── The records ──

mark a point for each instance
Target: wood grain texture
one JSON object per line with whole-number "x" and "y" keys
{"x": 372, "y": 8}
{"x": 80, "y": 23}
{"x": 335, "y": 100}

───

* _What to produce_
Exactly as they appear, restate all of the entries.

* _Exercise solution_
mark a point for each instance
Target: wood grain texture
one JSON object per line with whole-number "x" and "y" keys
{"x": 372, "y": 8}
{"x": 80, "y": 23}
{"x": 335, "y": 100}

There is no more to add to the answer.